BEGIN Record excerpts
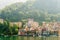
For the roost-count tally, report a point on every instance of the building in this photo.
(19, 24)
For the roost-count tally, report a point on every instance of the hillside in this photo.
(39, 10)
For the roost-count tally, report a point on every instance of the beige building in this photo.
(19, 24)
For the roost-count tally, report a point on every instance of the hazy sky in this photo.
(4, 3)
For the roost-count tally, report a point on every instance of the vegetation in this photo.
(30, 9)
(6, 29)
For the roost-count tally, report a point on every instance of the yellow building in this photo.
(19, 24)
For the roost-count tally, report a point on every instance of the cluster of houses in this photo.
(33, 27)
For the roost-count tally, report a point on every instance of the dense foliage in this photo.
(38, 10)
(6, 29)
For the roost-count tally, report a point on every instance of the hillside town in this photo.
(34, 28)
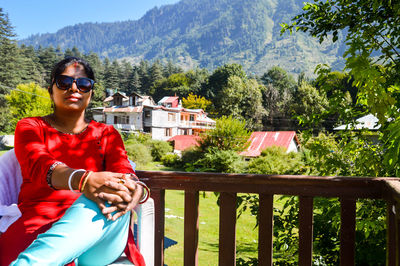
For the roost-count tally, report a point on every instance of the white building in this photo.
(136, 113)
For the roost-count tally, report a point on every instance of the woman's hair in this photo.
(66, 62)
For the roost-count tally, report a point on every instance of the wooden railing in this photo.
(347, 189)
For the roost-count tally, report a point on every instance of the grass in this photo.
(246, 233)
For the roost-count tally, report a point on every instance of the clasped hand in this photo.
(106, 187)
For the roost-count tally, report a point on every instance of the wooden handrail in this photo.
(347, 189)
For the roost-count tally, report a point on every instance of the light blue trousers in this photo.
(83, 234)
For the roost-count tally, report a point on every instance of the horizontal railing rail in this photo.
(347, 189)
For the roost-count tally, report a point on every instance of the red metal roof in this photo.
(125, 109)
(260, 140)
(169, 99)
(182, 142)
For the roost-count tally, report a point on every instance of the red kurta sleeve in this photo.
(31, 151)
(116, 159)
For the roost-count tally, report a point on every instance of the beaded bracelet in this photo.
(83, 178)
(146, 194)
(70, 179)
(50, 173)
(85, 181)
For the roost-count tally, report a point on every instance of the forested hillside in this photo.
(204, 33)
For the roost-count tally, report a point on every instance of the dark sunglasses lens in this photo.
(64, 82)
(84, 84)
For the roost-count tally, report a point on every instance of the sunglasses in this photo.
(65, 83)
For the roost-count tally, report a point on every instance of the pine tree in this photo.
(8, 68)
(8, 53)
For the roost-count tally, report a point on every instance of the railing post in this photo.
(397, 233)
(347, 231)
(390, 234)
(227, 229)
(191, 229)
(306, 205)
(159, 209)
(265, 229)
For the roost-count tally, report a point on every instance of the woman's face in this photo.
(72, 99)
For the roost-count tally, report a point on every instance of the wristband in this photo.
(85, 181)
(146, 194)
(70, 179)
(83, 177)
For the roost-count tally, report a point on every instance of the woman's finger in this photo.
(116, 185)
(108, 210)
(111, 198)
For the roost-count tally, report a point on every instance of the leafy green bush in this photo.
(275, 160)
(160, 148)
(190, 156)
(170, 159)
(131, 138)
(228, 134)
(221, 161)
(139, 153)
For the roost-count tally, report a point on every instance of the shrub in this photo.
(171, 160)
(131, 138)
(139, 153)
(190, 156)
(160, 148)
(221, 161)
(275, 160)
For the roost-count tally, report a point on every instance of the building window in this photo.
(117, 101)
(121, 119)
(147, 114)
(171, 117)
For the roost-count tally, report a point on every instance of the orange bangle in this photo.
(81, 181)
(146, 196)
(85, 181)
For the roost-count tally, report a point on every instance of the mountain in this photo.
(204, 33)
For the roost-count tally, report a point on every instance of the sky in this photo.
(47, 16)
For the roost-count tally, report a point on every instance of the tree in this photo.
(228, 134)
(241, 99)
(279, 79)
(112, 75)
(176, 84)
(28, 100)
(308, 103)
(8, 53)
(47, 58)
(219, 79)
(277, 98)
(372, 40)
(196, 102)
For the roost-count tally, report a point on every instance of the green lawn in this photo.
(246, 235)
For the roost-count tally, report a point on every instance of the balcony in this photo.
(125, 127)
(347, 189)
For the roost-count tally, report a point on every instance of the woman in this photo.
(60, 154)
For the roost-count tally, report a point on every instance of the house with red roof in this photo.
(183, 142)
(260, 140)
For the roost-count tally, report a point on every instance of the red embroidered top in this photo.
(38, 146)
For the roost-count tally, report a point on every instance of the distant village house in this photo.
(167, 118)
END Record excerpts
Set task:
Reproduce every item above word for word, omitting the pictures from your answer.

Result:
For the roost-count tally, report a point on every instance of the building in this photo.
(19, 24)
For the roost-count tally, report a point on every instance of the hillside in this photo.
(39, 10)
For the roost-count tally, report a point on every instance of the beige building in this photo.
(19, 24)
For the roost-count tally, report a point on every instance of the hazy sky in this photo.
(4, 3)
For the roost-count tally, report a point on every instance of the vegetation in this photo.
(30, 9)
(6, 29)
For the roost-count tally, report a point on every instance of the yellow building in this photo.
(19, 24)
For the roost-count tally, report a point on every instance of the cluster of houses in this photo.
(33, 27)
For the roost-count tally, report a point on every instance of the dense foliage in this photo.
(38, 10)
(6, 29)
For the roost-count tally, report a point on every instance of the hillside town in this photo.
(34, 28)
For the roost-count tally, report a point on every instance of the white building in this photo.
(136, 113)
For the roost-count tally, report a point on every instance of the woman's hair in this photo.
(66, 62)
For the roost-count tally, report a point on every instance of the wooden railing in this photo.
(347, 189)
For the roost-count tally, report a point on every instance of the grass in this photo.
(246, 233)
For the roost-count tally, report a point on every instance of the clasped hand in this photo.
(106, 187)
For the roost-count tally, report a point on every instance of the wooden handrail in this photo.
(347, 189)
For the roost-count tally, report a point on every instance of the light blue trousers in this photo.
(83, 234)
For the roost-count tally, report a point on every instance of the horizontal railing rail in this photo.
(347, 189)
For the roost-count tally, report a point on every instance of the red metal roof in this photo.
(125, 109)
(260, 140)
(169, 99)
(182, 142)
For the roost-count tally, report a point on every instance of the red kurta sleeve in this photo.
(31, 151)
(116, 159)
For the roost-count tally, report a point on every instance of the beaded bracelet in this photo.
(83, 178)
(146, 194)
(70, 179)
(50, 173)
(85, 181)
For the roost-count tally, report a point on every instance of the forested hillside in this photo.
(204, 33)
For the roost-count tally, report a point on every instance of the dark sunglasses lens in this photo.
(64, 82)
(84, 84)
For the roost-count tally, report a point on every instance of the sunglasses in this photo.
(65, 83)
For the roost-count tally, report a point on every instance of the pine tree in this photo.
(8, 68)
(8, 53)
For the roost-count tally, report a point on every instance of the railing post in this photo.
(397, 233)
(347, 231)
(390, 234)
(227, 229)
(191, 229)
(306, 205)
(159, 209)
(265, 229)
For the roost-count tally, report a point on every instance of the woman's face in this photo.
(72, 99)
For the roost-count tally, report a point on every instance of the wristband in this photo.
(85, 181)
(146, 194)
(70, 179)
(83, 177)
For the roost-count tally, report a point on every instance of the woman's finger in this photo.
(116, 185)
(108, 210)
(111, 198)
For the roost-count tally, report a point on every instance of the leafy green bush in this photo.
(275, 160)
(160, 148)
(190, 156)
(170, 159)
(131, 138)
(228, 134)
(221, 161)
(139, 153)
For the roost-count tally, report a point on every instance of the shrub in this photo.
(171, 160)
(131, 138)
(139, 153)
(190, 156)
(160, 148)
(221, 161)
(275, 160)
For the roost-count tally, report a point on every instance of the building window in this photo.
(117, 101)
(121, 119)
(147, 114)
(171, 117)
For the roost-count tally, report a point on every instance of the orange bangle in this photo.
(81, 181)
(146, 196)
(85, 181)
For the roost-count tally, report a point on every instance of the mountain in this photo.
(204, 33)
For the roost-count tally, report a point on every instance of the sky in this photo.
(47, 16)
For the roost-count tally, report a point on every instance of the tree in this photo.
(228, 134)
(241, 99)
(279, 79)
(112, 75)
(176, 84)
(28, 100)
(308, 103)
(8, 53)
(47, 58)
(219, 79)
(277, 98)
(372, 40)
(196, 102)
For the roost-count tally, report a point on every instance of the green lawn in this photo.
(246, 235)
For the roost-count tally, report a point on every instance of the balcony in this photo.
(125, 127)
(347, 189)
For the roost-count tally, report a point on every instance of the woman in this photo.
(60, 154)
For the roost-count tally, report a point on every instance of the house with red roof in this photo.
(183, 142)
(260, 140)
For the roost-count tally, report a point on every instance of the red embroidered top in this photo.
(38, 146)
For the roost-count tally, report a point on every instance of the distant village house in this photo.
(167, 118)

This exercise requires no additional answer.